=== RECORD SET ===

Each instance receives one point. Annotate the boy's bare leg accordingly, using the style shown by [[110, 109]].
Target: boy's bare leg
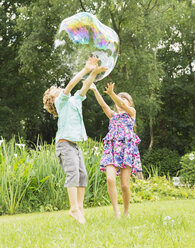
[[74, 208], [80, 198], [87, 83]]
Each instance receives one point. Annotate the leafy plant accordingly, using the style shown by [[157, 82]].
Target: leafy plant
[[187, 171]]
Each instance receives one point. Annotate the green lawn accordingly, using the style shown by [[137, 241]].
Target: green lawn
[[150, 224]]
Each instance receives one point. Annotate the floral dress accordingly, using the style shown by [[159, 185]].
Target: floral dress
[[121, 144]]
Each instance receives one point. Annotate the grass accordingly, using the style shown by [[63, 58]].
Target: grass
[[150, 224]]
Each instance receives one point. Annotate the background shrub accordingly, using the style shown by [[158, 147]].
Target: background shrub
[[164, 161]]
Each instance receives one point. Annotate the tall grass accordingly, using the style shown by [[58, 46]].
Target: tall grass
[[32, 180]]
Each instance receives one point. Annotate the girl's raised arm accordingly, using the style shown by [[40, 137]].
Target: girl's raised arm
[[107, 110]]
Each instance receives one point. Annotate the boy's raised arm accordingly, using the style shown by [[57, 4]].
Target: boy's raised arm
[[90, 64]]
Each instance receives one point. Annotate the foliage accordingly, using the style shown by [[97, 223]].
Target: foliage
[[187, 171], [164, 160], [150, 224], [32, 180], [155, 66]]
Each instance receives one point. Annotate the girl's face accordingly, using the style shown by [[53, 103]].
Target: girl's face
[[55, 92]]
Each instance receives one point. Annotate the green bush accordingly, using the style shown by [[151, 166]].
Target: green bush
[[187, 172], [163, 161]]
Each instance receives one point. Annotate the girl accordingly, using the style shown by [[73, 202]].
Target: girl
[[121, 155]]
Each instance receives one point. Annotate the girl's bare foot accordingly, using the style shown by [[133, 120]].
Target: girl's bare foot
[[76, 214], [126, 214], [99, 69]]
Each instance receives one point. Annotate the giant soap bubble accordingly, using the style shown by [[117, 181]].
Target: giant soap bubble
[[83, 35]]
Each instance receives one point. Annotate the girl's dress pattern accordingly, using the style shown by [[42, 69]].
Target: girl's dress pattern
[[121, 144]]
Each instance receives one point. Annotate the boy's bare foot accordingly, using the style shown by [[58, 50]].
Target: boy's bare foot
[[76, 214]]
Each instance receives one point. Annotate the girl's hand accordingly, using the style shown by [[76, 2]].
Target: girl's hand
[[109, 89], [93, 87]]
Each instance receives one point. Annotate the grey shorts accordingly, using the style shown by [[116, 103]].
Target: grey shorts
[[71, 160]]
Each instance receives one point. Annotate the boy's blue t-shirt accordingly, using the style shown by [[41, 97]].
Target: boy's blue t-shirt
[[70, 119]]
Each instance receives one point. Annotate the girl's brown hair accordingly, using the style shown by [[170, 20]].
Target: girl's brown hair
[[126, 96], [48, 101]]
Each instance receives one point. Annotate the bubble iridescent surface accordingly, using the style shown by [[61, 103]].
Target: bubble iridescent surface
[[83, 35]]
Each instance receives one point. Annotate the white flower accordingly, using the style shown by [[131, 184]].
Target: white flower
[[167, 218], [191, 156], [21, 145]]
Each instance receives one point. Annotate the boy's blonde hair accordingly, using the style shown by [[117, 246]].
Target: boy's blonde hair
[[48, 101], [126, 96]]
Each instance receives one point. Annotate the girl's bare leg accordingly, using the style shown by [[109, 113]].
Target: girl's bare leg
[[111, 187], [125, 178]]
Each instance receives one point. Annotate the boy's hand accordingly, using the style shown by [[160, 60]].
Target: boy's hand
[[93, 87], [91, 63], [109, 89]]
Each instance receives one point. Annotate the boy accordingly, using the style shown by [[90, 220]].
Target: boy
[[71, 129]]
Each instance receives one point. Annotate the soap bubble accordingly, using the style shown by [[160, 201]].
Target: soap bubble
[[82, 36]]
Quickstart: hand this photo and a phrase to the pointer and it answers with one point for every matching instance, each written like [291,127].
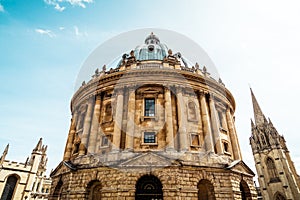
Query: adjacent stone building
[25,181]
[276,172]
[153,127]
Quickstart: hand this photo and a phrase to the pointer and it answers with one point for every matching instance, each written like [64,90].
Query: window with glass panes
[150,107]
[149,137]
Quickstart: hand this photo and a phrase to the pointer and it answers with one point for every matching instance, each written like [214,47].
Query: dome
[151,50]
[111,52]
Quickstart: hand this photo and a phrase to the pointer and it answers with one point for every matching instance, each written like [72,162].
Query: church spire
[259,117]
[4,154]
[38,146]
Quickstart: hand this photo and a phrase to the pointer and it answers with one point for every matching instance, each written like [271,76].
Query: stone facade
[277,175]
[153,127]
[27,180]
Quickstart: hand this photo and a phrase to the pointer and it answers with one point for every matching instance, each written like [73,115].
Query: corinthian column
[95,125]
[208,140]
[86,127]
[130,120]
[71,136]
[118,120]
[215,125]
[233,137]
[182,121]
[169,120]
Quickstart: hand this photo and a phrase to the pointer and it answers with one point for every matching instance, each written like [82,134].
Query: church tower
[277,175]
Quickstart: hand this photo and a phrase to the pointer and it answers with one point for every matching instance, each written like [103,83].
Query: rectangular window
[149,137]
[195,140]
[226,147]
[150,107]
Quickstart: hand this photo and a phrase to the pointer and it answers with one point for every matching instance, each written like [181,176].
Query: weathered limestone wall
[178,182]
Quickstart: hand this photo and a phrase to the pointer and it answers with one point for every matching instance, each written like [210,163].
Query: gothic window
[192,114]
[226,149]
[37,187]
[149,137]
[94,190]
[104,141]
[206,190]
[272,170]
[148,187]
[220,118]
[9,188]
[279,196]
[81,121]
[263,140]
[245,191]
[108,112]
[195,140]
[76,147]
[149,107]
[58,190]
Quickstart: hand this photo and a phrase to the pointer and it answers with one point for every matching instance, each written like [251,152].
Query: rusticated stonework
[152,128]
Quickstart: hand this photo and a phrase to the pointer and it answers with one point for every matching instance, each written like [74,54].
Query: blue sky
[44,43]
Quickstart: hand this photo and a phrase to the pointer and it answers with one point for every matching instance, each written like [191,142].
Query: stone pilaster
[71,137]
[130,120]
[95,125]
[169,120]
[208,140]
[182,121]
[215,125]
[118,120]
[86,127]
[233,137]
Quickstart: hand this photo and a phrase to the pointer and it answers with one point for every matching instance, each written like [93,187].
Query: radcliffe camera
[150,117]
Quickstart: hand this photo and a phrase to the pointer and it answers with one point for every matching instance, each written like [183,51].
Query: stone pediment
[240,167]
[62,168]
[147,160]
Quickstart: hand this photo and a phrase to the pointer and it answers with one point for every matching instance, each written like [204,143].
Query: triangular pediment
[62,168]
[147,160]
[240,167]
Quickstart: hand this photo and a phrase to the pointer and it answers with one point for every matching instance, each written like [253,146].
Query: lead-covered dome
[152,49]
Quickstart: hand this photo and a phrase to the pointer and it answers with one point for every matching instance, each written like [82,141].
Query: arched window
[206,190]
[9,188]
[279,196]
[58,190]
[148,187]
[192,114]
[245,191]
[108,112]
[94,190]
[272,170]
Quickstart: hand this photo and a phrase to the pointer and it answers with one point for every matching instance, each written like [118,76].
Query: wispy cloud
[1,8]
[45,32]
[60,5]
[78,33]
[59,8]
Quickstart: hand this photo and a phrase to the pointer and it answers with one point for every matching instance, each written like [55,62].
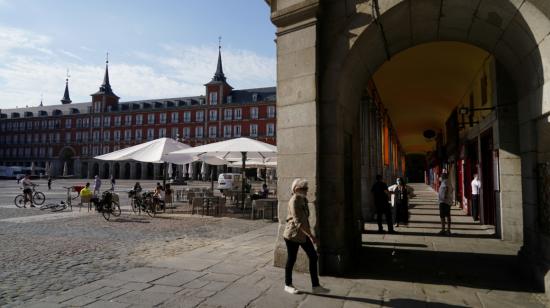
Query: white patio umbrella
[242,148]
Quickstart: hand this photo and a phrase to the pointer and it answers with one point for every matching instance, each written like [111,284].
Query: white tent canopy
[154,151]
[232,149]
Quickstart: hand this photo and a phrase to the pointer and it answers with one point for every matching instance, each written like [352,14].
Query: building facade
[65,138]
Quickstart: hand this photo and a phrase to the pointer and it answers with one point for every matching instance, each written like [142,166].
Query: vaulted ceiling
[422,85]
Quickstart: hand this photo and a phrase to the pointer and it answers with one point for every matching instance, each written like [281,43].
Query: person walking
[445,197]
[400,201]
[113,182]
[381,202]
[476,188]
[97,185]
[297,234]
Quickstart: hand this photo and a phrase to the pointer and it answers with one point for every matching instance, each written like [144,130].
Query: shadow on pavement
[395,302]
[475,270]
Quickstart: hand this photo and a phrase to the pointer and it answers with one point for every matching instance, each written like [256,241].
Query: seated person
[86,192]
[265,192]
[137,187]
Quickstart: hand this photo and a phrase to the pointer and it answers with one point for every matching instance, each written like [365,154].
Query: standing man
[97,185]
[445,197]
[476,187]
[380,192]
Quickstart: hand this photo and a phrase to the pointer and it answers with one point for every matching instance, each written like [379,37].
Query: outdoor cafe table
[263,203]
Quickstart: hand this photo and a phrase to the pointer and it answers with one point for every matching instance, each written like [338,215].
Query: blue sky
[157,49]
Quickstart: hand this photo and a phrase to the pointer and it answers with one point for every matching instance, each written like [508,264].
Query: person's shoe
[291,290]
[319,290]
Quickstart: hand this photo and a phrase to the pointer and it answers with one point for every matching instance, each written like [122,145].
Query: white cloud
[29,67]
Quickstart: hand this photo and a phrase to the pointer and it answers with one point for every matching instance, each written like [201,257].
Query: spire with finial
[219,76]
[66,98]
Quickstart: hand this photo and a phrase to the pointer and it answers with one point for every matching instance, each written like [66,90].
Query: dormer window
[213,98]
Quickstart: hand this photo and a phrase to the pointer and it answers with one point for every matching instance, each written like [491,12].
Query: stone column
[297,109]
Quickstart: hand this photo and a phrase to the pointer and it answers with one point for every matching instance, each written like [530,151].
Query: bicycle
[37,198]
[62,205]
[108,205]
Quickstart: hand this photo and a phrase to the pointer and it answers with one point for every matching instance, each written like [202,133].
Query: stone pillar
[297,110]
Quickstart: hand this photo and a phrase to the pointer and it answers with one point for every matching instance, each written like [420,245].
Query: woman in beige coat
[298,233]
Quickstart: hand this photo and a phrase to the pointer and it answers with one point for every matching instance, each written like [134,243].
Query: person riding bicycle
[27,189]
[157,196]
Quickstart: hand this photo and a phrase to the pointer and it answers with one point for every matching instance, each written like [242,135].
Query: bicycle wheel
[48,206]
[106,213]
[135,206]
[38,198]
[19,201]
[116,209]
[59,207]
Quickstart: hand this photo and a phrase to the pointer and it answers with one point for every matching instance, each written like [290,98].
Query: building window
[212,131]
[253,130]
[127,134]
[199,116]
[117,120]
[238,114]
[213,115]
[254,112]
[175,117]
[213,98]
[199,132]
[228,114]
[270,111]
[117,135]
[227,131]
[187,116]
[270,129]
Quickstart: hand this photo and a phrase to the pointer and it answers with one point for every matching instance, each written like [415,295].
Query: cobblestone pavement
[212,262]
[43,257]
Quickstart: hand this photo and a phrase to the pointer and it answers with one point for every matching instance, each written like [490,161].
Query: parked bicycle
[143,202]
[38,198]
[108,204]
[61,205]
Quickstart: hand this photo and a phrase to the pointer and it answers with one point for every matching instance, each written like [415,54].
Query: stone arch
[127,168]
[347,49]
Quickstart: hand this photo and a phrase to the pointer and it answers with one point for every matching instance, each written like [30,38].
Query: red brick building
[72,134]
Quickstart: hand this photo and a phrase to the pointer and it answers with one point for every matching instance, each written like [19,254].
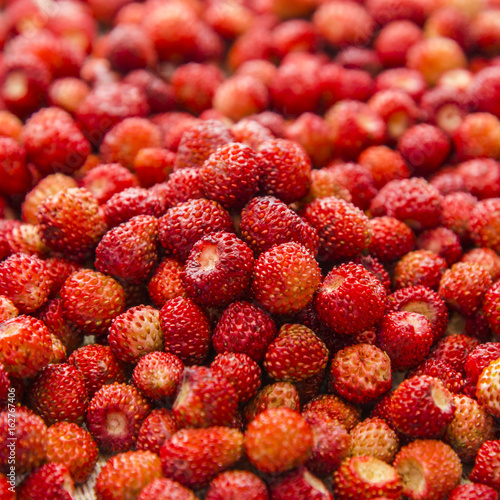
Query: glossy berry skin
[104,299]
[183,225]
[114,416]
[129,251]
[267,221]
[59,394]
[205,398]
[285,278]
[230,175]
[71,223]
[194,457]
[422,407]
[218,270]
[429,468]
[292,343]
[406,337]
[360,373]
[186,330]
[343,229]
[277,440]
[350,299]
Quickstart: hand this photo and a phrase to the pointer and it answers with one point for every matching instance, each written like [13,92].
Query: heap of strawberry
[250,249]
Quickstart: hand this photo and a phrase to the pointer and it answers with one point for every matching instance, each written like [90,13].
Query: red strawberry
[292,343]
[406,337]
[25,280]
[114,416]
[278,439]
[184,224]
[205,398]
[158,374]
[267,221]
[299,484]
[487,465]
[126,474]
[194,457]
[218,270]
[186,330]
[244,328]
[165,488]
[350,299]
[285,278]
[129,251]
[98,366]
[31,440]
[241,371]
[25,346]
[430,469]
[157,427]
[72,446]
[71,223]
[49,481]
[360,373]
[59,394]
[422,300]
[366,477]
[343,230]
[422,407]
[277,395]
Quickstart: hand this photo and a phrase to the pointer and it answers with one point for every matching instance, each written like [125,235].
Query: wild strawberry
[129,251]
[59,394]
[419,268]
[486,466]
[391,238]
[241,371]
[72,446]
[98,366]
[285,170]
[194,457]
[491,308]
[470,428]
[473,491]
[278,439]
[366,477]
[331,443]
[463,287]
[350,281]
[413,201]
[285,278]
[114,416]
[108,104]
[294,342]
[356,379]
[277,395]
[183,225]
[64,211]
[30,433]
[25,280]
[237,483]
[430,469]
[92,300]
[165,488]
[126,474]
[205,398]
[422,300]
[422,407]
[50,480]
[25,346]
[158,374]
[186,330]
[267,221]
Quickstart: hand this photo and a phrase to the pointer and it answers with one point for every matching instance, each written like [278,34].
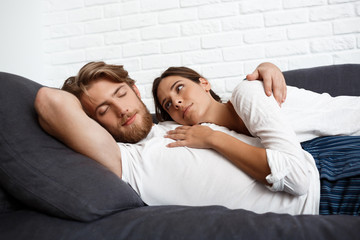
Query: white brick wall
[222,39]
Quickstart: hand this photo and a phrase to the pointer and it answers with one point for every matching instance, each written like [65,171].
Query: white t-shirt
[197,177]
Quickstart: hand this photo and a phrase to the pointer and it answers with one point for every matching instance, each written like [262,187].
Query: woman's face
[185,101]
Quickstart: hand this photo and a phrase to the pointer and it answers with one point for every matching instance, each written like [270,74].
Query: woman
[279,162]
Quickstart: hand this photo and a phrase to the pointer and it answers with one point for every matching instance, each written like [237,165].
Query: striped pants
[338,161]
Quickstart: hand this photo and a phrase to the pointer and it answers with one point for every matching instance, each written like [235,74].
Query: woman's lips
[130,120]
[186,110]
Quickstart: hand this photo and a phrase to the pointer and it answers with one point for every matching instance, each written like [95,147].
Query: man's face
[118,108]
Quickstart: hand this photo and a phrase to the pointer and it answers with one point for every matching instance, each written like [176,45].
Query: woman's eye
[179,87]
[120,93]
[167,105]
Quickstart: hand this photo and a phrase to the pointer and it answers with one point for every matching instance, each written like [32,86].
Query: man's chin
[136,132]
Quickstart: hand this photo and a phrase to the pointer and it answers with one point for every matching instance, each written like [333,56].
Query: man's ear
[136,90]
[205,84]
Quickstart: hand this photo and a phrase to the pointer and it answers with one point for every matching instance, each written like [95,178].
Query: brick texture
[222,39]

===

YOUR ASSIGNMENT
Although pictures appear among the entries, please set down only the lines from the one with "written like [13,92]." up to and including the one with "written like [235,74].", word for word.

EXPECTED ANSWER
Quickstart: hand this photo and a phrase to the pointer and it answers with one point for every matching instance, each written like [13,92].
Query: heap of strawberry
[250,249]
Quickstart: hand this photo and a phrase to the pointer and it answers with one point for every matching instance, each written like [90,13].
Query: red strawberry
[292,343]
[406,337]
[25,280]
[114,416]
[278,439]
[184,224]
[205,398]
[158,374]
[267,221]
[299,484]
[487,465]
[126,474]
[194,457]
[218,270]
[186,330]
[244,328]
[165,488]
[350,299]
[285,278]
[129,251]
[98,366]
[31,440]
[241,371]
[25,346]
[430,469]
[157,427]
[72,446]
[71,223]
[49,481]
[360,373]
[59,394]
[422,300]
[366,477]
[343,230]
[422,407]
[277,395]
Quickstart: hand this photo and a phrase to the pointer and it answers with one point for every matching instance, each written like [125,235].
Query: wild strawberry
[129,251]
[59,394]
[419,268]
[486,466]
[391,238]
[241,371]
[72,446]
[98,366]
[285,170]
[194,457]
[491,308]
[470,428]
[473,491]
[278,439]
[366,477]
[331,443]
[463,287]
[350,281]
[413,201]
[285,278]
[114,416]
[108,104]
[294,342]
[356,379]
[277,395]
[183,225]
[64,211]
[30,433]
[25,280]
[237,483]
[430,469]
[92,300]
[165,488]
[126,474]
[205,398]
[422,300]
[422,407]
[50,480]
[25,346]
[158,374]
[186,330]
[267,221]
Quickstart: hand this photo and a phrase to the pointer and it answers with one point for every matching instance, each written like [278,34].
Query: white brick wall
[222,39]
Quickstart: hand this photo and a phrase to the pointer and it answers with one point for every matching instance, each written like [65,171].
Query: white t-shirt
[197,177]
Quickstart: hand this photo and a phrase to the pointer and it answers with one point for every matching instance, each written like [262,187].
Query: woman's face
[185,101]
Quickstart: hand this photo and a phrase to the pointer and it answers with one point for every matching instance, each written like [270,74].
Query: woman
[279,162]
Quickstart: hand this photo and a phrase to the pointer and it answers with one point for every matching instance, each written like [237,165].
Query: striped pants
[338,161]
Quickstart: hand this photo and a phrase to the pointer and it answers with one point for every matching instance, each written like [235,74].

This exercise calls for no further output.